Output the exact lines that start at the one containing "the calculator in" and continue to the last line of the entries below; do not output pictures.

Top of DATA EXTRACTS

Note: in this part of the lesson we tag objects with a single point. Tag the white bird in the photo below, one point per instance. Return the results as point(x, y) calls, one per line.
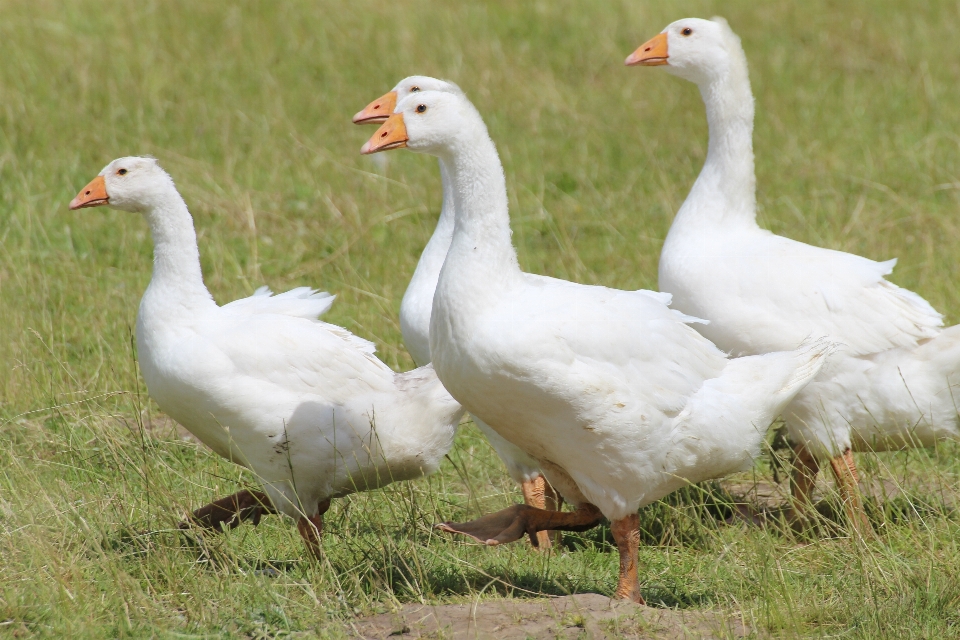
point(613, 393)
point(303, 404)
point(417, 304)
point(760, 292)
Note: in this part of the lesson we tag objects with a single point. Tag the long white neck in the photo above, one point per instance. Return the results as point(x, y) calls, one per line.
point(481, 236)
point(177, 277)
point(417, 304)
point(725, 192)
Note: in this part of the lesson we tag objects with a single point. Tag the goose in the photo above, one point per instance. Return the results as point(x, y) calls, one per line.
point(303, 404)
point(613, 393)
point(761, 292)
point(417, 303)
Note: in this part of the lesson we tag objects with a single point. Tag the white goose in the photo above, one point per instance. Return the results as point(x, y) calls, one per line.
point(417, 304)
point(615, 396)
point(304, 404)
point(762, 292)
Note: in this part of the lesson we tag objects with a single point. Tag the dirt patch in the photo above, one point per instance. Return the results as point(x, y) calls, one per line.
point(584, 615)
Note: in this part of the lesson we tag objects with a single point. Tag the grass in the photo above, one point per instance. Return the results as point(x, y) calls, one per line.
point(248, 106)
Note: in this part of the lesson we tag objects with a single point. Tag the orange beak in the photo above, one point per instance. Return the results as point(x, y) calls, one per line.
point(652, 53)
point(377, 111)
point(92, 195)
point(392, 134)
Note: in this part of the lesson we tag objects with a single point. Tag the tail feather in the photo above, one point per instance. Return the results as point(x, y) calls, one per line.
point(301, 302)
point(723, 426)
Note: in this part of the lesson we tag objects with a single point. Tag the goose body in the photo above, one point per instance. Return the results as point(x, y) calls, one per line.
point(304, 404)
point(417, 304)
point(613, 393)
point(760, 292)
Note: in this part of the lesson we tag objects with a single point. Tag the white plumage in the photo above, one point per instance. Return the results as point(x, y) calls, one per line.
point(762, 292)
point(304, 404)
point(612, 392)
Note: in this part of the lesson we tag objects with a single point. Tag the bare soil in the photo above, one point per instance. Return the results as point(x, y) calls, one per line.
point(579, 616)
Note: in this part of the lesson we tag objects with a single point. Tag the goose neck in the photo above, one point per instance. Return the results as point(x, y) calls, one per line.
point(176, 257)
point(726, 187)
point(482, 218)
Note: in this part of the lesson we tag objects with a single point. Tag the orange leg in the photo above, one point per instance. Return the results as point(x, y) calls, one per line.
point(848, 481)
point(538, 493)
point(514, 522)
point(626, 532)
point(311, 528)
point(231, 511)
point(802, 480)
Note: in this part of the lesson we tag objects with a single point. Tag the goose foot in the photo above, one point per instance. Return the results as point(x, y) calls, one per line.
point(229, 512)
point(311, 530)
point(803, 478)
point(538, 493)
point(514, 522)
point(848, 483)
point(626, 533)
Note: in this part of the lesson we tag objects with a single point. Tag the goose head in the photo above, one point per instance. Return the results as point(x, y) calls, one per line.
point(380, 109)
point(426, 122)
point(133, 184)
point(694, 49)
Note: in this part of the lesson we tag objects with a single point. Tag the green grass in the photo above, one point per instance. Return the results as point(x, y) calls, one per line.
point(248, 106)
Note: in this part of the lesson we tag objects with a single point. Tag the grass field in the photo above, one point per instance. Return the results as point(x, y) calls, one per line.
point(248, 106)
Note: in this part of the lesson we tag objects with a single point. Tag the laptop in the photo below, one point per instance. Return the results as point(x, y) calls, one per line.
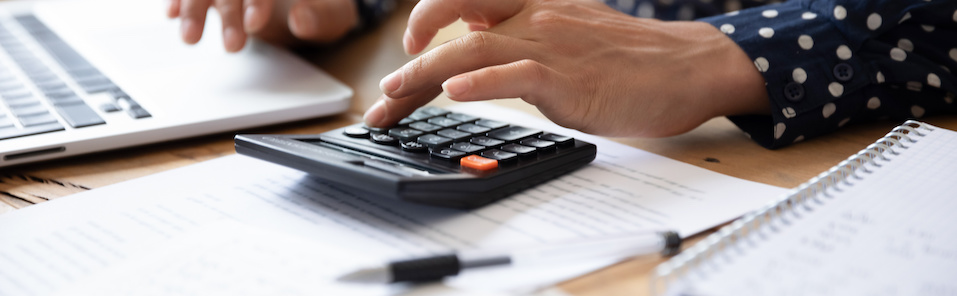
point(85, 76)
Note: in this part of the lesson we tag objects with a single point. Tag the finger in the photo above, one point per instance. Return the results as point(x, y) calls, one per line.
point(388, 111)
point(526, 79)
point(429, 16)
point(535, 83)
point(234, 36)
point(256, 14)
point(193, 15)
point(172, 10)
point(473, 51)
point(322, 20)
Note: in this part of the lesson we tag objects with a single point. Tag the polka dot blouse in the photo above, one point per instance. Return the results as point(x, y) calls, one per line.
point(829, 63)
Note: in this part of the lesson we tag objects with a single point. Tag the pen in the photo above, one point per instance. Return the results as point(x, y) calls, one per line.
point(437, 267)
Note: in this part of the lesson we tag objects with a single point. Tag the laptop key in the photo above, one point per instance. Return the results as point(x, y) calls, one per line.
point(13, 132)
point(138, 112)
point(29, 110)
point(38, 119)
point(79, 115)
point(67, 100)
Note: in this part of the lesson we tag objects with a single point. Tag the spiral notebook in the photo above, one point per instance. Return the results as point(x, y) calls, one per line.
point(881, 222)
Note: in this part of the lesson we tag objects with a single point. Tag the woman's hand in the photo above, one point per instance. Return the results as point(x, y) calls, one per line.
point(582, 64)
point(277, 21)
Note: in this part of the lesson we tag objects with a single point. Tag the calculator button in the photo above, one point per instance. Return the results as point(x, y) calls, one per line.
point(434, 111)
point(486, 141)
point(376, 130)
point(404, 133)
point(473, 129)
point(444, 121)
point(501, 156)
point(468, 147)
point(356, 132)
point(492, 124)
point(478, 163)
point(447, 154)
point(425, 126)
point(558, 139)
point(406, 121)
point(419, 115)
point(538, 143)
point(384, 139)
point(455, 135)
point(523, 151)
point(413, 146)
point(434, 140)
point(513, 133)
point(462, 117)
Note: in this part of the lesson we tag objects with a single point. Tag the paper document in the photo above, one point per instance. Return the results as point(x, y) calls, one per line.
point(206, 228)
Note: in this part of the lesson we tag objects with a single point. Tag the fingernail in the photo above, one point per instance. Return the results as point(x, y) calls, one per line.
point(375, 114)
point(457, 86)
point(407, 42)
point(303, 20)
point(232, 39)
point(186, 26)
point(391, 82)
point(249, 19)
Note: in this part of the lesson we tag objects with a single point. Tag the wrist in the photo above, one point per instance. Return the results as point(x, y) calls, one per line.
point(734, 84)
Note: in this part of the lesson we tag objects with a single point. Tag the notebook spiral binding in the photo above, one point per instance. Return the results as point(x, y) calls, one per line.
point(813, 189)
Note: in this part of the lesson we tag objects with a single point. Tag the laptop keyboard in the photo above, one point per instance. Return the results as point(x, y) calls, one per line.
point(38, 96)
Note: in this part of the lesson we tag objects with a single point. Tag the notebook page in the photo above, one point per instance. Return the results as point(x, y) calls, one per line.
point(890, 233)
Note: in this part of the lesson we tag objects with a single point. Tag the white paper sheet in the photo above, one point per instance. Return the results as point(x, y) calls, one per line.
point(183, 231)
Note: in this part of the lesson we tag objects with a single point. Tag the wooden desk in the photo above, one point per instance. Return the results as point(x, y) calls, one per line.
point(361, 62)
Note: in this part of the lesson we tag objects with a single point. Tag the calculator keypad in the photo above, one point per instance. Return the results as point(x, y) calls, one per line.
point(470, 142)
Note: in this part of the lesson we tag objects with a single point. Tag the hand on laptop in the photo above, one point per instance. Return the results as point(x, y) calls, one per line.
point(277, 21)
point(583, 64)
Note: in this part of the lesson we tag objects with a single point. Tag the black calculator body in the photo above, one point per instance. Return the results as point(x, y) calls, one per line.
point(433, 157)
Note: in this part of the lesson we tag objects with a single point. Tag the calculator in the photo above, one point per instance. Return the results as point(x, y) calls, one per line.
point(433, 156)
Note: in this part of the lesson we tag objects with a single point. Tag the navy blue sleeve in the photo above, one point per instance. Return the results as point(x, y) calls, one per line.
point(828, 63)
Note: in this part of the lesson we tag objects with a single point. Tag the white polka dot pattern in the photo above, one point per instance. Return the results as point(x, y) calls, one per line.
point(840, 12)
point(828, 110)
point(844, 52)
point(806, 42)
point(874, 21)
point(873, 103)
point(762, 64)
point(799, 75)
point(836, 89)
point(933, 80)
point(905, 44)
point(836, 62)
point(727, 28)
point(898, 54)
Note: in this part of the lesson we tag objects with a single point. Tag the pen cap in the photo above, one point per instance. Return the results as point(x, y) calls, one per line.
point(672, 243)
point(425, 269)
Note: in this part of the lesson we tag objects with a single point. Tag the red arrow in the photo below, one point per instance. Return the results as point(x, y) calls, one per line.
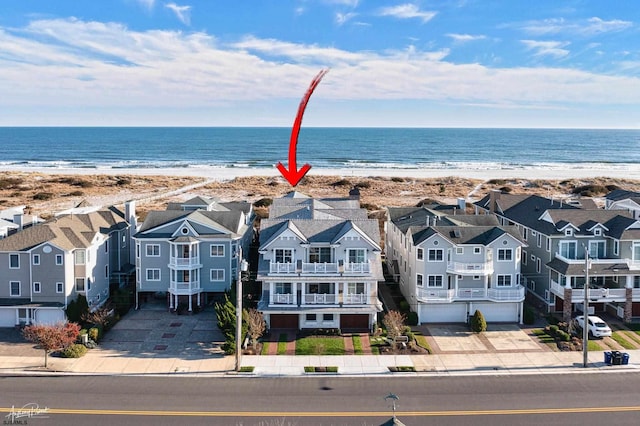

Bottom of DATA EXTRACTS

# [RESULT OF THIS EXERCISE]
Note: in this part of the lesson we tag objects with a single point. Tag the calculator in the photo above, one point per instance. Return the results as point(x, y) calls, one per line.
point(433, 156)
Note: in this part of the lesson we tag objects with a single point. Tag the navy blue sleeve in the photo above, one point per instance. Return the results as point(x, y) calls, one per line.
point(828, 63)
Note: in this part of the lesson we tag objects with a single point. Tag the white polka dot pattern in the photo above, one point per instance. Return the results as point(x, y) calls, one per line.
point(840, 12)
point(828, 110)
point(844, 52)
point(806, 42)
point(874, 21)
point(873, 103)
point(762, 64)
point(799, 75)
point(836, 89)
point(933, 80)
point(905, 44)
point(836, 62)
point(727, 28)
point(898, 54)
Note: in this part of the lesson we tag objects with a single point. Tag the pen cap in the photo above, one point per instance. Return the results as point(x, y) calls, one per line.
point(672, 243)
point(425, 269)
Note: in this part of the lesson we tag objects with a single point. Tag the red arrow in the photo below, one point per instance. Return the results as point(x, y) calls, one per line.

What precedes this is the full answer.